##### Supplied data #####
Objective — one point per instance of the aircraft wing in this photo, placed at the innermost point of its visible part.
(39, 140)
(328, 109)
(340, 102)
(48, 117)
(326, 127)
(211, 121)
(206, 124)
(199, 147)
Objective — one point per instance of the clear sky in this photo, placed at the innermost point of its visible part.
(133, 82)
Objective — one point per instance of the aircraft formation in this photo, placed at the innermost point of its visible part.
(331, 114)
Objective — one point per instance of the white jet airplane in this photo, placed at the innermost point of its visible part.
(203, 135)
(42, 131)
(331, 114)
#####
● **The request**
Reproduce all of the records above, switching each occurrence of "innermost point" to "most central point" and leaving everything else unchanged.

● **Exercise solution**
Objective — one point per instance of the aircraft wing in this photo, placed at the most central point of its visible part.
(39, 140)
(328, 109)
(340, 102)
(48, 117)
(326, 127)
(211, 121)
(206, 124)
(199, 147)
Objective — one point per instance of the clear sky in this photo, placed at the most central point of its visible part.
(133, 82)
Objective — one point per instance of the aircraft formation in this photo, placed at the most central point of its visible part.
(331, 114)
Objective — one point per instance of the white jet airplane in this photo, placed at the most central point of its visible part.
(203, 135)
(42, 131)
(331, 114)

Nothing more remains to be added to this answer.